Stored data:
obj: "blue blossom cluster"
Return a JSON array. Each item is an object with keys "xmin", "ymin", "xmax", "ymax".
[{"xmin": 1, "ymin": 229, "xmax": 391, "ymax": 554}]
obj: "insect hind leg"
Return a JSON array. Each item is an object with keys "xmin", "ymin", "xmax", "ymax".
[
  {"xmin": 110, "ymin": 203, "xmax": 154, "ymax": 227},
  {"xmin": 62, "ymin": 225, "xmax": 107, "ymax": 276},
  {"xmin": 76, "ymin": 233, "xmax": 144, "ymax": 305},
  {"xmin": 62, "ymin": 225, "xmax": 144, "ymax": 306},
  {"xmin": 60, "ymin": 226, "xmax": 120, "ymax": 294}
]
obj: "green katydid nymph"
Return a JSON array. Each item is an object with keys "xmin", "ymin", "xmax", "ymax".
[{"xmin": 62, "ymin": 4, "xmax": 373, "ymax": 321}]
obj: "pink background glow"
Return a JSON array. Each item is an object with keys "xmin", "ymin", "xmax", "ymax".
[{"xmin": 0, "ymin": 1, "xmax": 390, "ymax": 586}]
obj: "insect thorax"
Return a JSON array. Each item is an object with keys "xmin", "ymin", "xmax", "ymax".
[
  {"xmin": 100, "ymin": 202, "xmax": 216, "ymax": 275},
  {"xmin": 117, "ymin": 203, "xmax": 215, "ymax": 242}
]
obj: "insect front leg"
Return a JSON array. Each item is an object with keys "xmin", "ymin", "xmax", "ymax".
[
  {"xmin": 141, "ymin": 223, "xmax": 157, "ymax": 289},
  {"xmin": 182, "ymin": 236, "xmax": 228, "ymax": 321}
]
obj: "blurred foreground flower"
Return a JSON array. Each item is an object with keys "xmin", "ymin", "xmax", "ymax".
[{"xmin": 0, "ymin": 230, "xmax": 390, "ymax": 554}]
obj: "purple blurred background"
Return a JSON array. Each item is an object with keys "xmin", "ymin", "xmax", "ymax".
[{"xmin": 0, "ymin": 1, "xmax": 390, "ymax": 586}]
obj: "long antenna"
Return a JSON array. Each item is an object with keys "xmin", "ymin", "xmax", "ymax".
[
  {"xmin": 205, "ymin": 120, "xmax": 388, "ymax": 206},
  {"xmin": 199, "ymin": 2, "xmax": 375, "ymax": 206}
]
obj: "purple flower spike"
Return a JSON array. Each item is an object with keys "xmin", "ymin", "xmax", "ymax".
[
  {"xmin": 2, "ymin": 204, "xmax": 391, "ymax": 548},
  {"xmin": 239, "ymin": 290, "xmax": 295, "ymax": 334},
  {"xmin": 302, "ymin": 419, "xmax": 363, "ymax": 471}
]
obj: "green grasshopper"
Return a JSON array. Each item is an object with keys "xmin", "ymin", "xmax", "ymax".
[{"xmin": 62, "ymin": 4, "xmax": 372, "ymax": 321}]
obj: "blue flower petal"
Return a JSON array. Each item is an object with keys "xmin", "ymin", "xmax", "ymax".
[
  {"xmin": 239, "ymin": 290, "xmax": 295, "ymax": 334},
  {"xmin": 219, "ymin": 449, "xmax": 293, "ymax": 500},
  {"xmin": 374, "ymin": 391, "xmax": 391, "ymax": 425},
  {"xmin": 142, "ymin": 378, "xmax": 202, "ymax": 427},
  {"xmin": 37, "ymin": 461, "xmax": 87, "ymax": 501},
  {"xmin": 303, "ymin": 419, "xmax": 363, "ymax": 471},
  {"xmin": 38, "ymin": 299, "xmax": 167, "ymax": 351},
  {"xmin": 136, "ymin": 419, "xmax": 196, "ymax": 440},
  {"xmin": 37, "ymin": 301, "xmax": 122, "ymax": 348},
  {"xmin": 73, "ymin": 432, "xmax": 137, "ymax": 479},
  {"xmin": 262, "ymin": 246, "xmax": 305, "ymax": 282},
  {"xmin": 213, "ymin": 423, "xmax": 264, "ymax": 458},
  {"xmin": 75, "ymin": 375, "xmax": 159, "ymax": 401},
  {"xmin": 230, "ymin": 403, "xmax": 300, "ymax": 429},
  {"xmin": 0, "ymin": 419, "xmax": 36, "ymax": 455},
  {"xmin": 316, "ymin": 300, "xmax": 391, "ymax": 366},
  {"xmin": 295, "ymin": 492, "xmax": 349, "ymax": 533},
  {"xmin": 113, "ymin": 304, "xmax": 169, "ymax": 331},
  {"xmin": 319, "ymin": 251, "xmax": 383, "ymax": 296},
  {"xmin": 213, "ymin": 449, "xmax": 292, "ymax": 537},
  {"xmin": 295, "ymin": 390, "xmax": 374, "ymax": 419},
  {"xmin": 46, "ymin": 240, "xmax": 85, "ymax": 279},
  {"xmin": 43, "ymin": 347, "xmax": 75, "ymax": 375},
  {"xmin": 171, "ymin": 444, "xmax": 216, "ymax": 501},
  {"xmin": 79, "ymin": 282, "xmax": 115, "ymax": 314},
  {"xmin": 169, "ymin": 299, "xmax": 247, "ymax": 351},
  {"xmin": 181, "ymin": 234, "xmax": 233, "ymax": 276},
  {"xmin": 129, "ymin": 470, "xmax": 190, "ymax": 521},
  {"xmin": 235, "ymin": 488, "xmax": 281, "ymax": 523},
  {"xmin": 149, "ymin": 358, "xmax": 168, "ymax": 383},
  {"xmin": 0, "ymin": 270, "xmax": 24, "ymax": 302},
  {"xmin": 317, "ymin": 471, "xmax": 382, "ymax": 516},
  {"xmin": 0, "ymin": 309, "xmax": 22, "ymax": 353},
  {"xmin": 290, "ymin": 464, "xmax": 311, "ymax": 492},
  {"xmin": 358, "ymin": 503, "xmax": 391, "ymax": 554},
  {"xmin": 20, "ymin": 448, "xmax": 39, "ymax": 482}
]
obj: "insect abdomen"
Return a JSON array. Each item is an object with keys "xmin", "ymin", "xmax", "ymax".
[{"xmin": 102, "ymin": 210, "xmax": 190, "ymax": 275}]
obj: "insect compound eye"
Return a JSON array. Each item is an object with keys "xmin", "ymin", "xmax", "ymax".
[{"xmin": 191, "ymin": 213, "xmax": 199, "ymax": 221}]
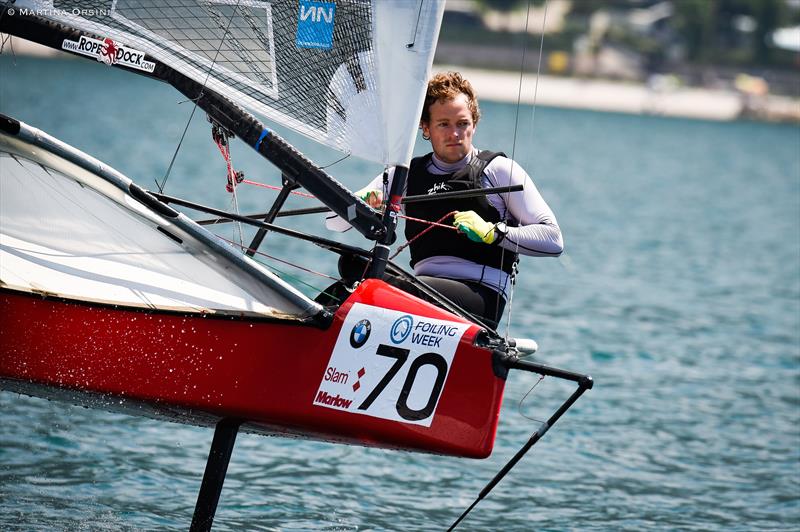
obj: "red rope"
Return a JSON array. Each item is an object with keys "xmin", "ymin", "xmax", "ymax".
[
  {"xmin": 212, "ymin": 127, "xmax": 244, "ymax": 193},
  {"xmin": 398, "ymin": 212, "xmax": 458, "ymax": 230},
  {"xmin": 240, "ymin": 179, "xmax": 317, "ymax": 199},
  {"xmin": 390, "ymin": 210, "xmax": 458, "ymax": 260}
]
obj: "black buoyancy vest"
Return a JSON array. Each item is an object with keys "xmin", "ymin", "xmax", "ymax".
[{"xmin": 404, "ymin": 150, "xmax": 519, "ymax": 274}]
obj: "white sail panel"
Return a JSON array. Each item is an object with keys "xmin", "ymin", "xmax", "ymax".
[
  {"xmin": 374, "ymin": 1, "xmax": 444, "ymax": 166},
  {"xmin": 0, "ymin": 122, "xmax": 323, "ymax": 318},
  {"xmin": 15, "ymin": 0, "xmax": 444, "ymax": 165}
]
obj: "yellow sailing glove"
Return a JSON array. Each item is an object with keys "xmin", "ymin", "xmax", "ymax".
[
  {"xmin": 356, "ymin": 187, "xmax": 383, "ymax": 209},
  {"xmin": 453, "ymin": 210, "xmax": 497, "ymax": 244}
]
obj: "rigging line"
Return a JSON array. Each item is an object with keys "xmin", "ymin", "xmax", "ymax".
[
  {"xmin": 502, "ymin": 0, "xmax": 549, "ymax": 342},
  {"xmin": 217, "ymin": 236, "xmax": 339, "ymax": 282},
  {"xmin": 508, "ymin": 0, "xmax": 533, "ymax": 167},
  {"xmin": 389, "ymin": 211, "xmax": 458, "ymax": 260},
  {"xmin": 156, "ymin": 0, "xmax": 242, "ymax": 193},
  {"xmin": 406, "ymin": 0, "xmax": 425, "ymax": 48},
  {"xmin": 241, "ymin": 179, "xmax": 317, "ymax": 198},
  {"xmin": 229, "ymin": 175, "xmax": 245, "ymax": 248},
  {"xmin": 255, "ymin": 257, "xmax": 342, "ymax": 302},
  {"xmin": 157, "ymin": 96, "xmax": 201, "ymax": 193},
  {"xmin": 517, "ymin": 374, "xmax": 546, "ymax": 423},
  {"xmin": 398, "ymin": 213, "xmax": 458, "ymax": 230},
  {"xmin": 529, "ymin": 0, "xmax": 548, "ymax": 153},
  {"xmin": 506, "ymin": 0, "xmax": 548, "ymax": 184},
  {"xmin": 213, "ymin": 124, "xmax": 247, "ymax": 247},
  {"xmin": 319, "ymin": 152, "xmax": 351, "ymax": 170},
  {"xmin": 494, "ymin": 0, "xmax": 534, "ymax": 332}
]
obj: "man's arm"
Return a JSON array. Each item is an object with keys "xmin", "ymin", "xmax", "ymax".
[
  {"xmin": 484, "ymin": 157, "xmax": 564, "ymax": 257},
  {"xmin": 325, "ymin": 168, "xmax": 396, "ymax": 232}
]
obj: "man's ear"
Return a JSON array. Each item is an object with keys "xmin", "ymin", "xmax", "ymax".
[{"xmin": 420, "ymin": 121, "xmax": 430, "ymax": 139}]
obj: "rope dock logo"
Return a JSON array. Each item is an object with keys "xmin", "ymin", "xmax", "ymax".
[
  {"xmin": 62, "ymin": 36, "xmax": 155, "ymax": 73},
  {"xmin": 349, "ymin": 319, "xmax": 371, "ymax": 348},
  {"xmin": 99, "ymin": 38, "xmax": 118, "ymax": 65}
]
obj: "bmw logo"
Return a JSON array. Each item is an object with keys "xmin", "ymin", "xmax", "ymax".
[
  {"xmin": 350, "ymin": 319, "xmax": 371, "ymax": 348},
  {"xmin": 390, "ymin": 315, "xmax": 413, "ymax": 344}
]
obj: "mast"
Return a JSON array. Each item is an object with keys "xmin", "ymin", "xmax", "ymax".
[{"xmin": 366, "ymin": 165, "xmax": 407, "ymax": 279}]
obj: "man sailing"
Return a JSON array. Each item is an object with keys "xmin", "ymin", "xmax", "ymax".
[{"xmin": 327, "ymin": 72, "xmax": 563, "ymax": 328}]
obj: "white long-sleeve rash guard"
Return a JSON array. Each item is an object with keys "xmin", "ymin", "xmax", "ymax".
[{"xmin": 326, "ymin": 147, "xmax": 563, "ymax": 298}]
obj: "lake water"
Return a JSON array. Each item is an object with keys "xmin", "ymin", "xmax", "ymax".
[{"xmin": 1, "ymin": 56, "xmax": 798, "ymax": 531}]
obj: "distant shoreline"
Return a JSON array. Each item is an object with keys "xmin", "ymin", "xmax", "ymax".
[
  {"xmin": 437, "ymin": 65, "xmax": 800, "ymax": 124},
  {"xmin": 2, "ymin": 36, "xmax": 797, "ymax": 124}
]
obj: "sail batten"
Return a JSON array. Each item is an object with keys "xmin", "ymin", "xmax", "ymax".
[{"xmin": 15, "ymin": 0, "xmax": 444, "ymax": 165}]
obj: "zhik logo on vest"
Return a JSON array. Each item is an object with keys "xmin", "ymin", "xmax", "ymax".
[
  {"xmin": 426, "ymin": 182, "xmax": 452, "ymax": 195},
  {"xmin": 62, "ymin": 36, "xmax": 155, "ymax": 73}
]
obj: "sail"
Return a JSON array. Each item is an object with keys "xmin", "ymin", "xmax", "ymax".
[
  {"xmin": 14, "ymin": 1, "xmax": 444, "ymax": 166},
  {"xmin": 0, "ymin": 115, "xmax": 324, "ymax": 319}
]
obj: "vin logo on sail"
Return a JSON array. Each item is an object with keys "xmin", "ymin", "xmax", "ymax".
[
  {"xmin": 62, "ymin": 36, "xmax": 155, "ymax": 73},
  {"xmin": 296, "ymin": 1, "xmax": 336, "ymax": 50}
]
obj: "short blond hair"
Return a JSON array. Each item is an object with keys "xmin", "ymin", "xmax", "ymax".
[{"xmin": 420, "ymin": 71, "xmax": 481, "ymax": 125}]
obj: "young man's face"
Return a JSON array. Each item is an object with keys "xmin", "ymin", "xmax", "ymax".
[{"xmin": 421, "ymin": 93, "xmax": 476, "ymax": 164}]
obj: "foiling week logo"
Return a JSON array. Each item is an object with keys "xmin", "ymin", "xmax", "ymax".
[{"xmin": 390, "ymin": 315, "xmax": 413, "ymax": 344}]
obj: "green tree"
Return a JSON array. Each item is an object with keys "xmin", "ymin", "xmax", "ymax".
[
  {"xmin": 673, "ymin": 0, "xmax": 718, "ymax": 62},
  {"xmin": 673, "ymin": 0, "xmax": 788, "ymax": 64},
  {"xmin": 472, "ymin": 0, "xmax": 548, "ymax": 11},
  {"xmin": 749, "ymin": 0, "xmax": 784, "ymax": 63},
  {"xmin": 473, "ymin": 0, "xmax": 526, "ymax": 11}
]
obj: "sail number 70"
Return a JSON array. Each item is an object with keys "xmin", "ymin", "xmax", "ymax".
[{"xmin": 358, "ymin": 344, "xmax": 448, "ymax": 421}]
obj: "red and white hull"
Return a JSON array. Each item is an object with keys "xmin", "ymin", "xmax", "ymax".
[{"xmin": 1, "ymin": 279, "xmax": 506, "ymax": 458}]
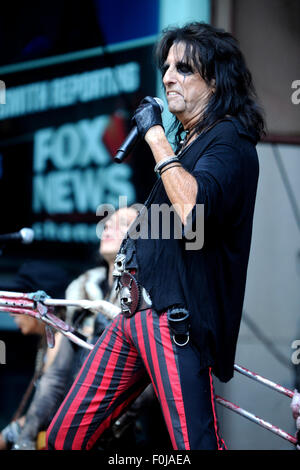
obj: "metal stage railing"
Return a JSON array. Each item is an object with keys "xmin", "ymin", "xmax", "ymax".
[{"xmin": 0, "ymin": 290, "xmax": 298, "ymax": 448}]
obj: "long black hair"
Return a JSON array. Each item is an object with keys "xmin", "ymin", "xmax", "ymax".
[{"xmin": 155, "ymin": 22, "xmax": 265, "ymax": 148}]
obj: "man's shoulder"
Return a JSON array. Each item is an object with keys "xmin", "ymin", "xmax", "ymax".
[
  {"xmin": 190, "ymin": 116, "xmax": 259, "ymax": 175},
  {"xmin": 207, "ymin": 117, "xmax": 258, "ymax": 145}
]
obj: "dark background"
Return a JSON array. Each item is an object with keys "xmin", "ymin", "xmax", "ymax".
[{"xmin": 0, "ymin": 0, "xmax": 160, "ymax": 429}]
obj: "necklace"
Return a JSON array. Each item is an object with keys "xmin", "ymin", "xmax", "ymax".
[
  {"xmin": 178, "ymin": 125, "xmax": 198, "ymax": 154},
  {"xmin": 179, "ymin": 131, "xmax": 189, "ymax": 147},
  {"xmin": 177, "ymin": 119, "xmax": 224, "ymax": 157}
]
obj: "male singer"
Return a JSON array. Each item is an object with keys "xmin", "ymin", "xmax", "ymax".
[{"xmin": 47, "ymin": 22, "xmax": 264, "ymax": 450}]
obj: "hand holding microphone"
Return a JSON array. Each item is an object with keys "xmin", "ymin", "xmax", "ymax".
[
  {"xmin": 133, "ymin": 96, "xmax": 164, "ymax": 139},
  {"xmin": 114, "ymin": 96, "xmax": 164, "ymax": 163}
]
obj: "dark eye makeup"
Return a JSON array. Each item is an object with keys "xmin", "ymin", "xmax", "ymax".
[
  {"xmin": 176, "ymin": 62, "xmax": 194, "ymax": 75},
  {"xmin": 161, "ymin": 61, "xmax": 194, "ymax": 77}
]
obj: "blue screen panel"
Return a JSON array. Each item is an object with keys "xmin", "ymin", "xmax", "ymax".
[{"xmin": 95, "ymin": 0, "xmax": 159, "ymax": 44}]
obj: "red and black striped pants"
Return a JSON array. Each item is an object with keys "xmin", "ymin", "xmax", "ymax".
[{"xmin": 46, "ymin": 309, "xmax": 226, "ymax": 450}]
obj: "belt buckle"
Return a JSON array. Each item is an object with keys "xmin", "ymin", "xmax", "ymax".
[
  {"xmin": 119, "ymin": 272, "xmax": 140, "ymax": 317},
  {"xmin": 119, "ymin": 272, "xmax": 152, "ymax": 317}
]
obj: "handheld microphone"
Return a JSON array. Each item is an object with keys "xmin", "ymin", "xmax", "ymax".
[
  {"xmin": 0, "ymin": 228, "xmax": 35, "ymax": 244},
  {"xmin": 114, "ymin": 97, "xmax": 164, "ymax": 164}
]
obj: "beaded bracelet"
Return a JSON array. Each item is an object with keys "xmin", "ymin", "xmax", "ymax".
[
  {"xmin": 154, "ymin": 155, "xmax": 180, "ymax": 174},
  {"xmin": 160, "ymin": 163, "xmax": 182, "ymax": 176}
]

◆ Problem ◆
Search the entries for "long" and copy each matching line.

◆ Result below ◆
obj: "long antenna"
obj: "white long-sleeve rash guard"
obj: "long black hair"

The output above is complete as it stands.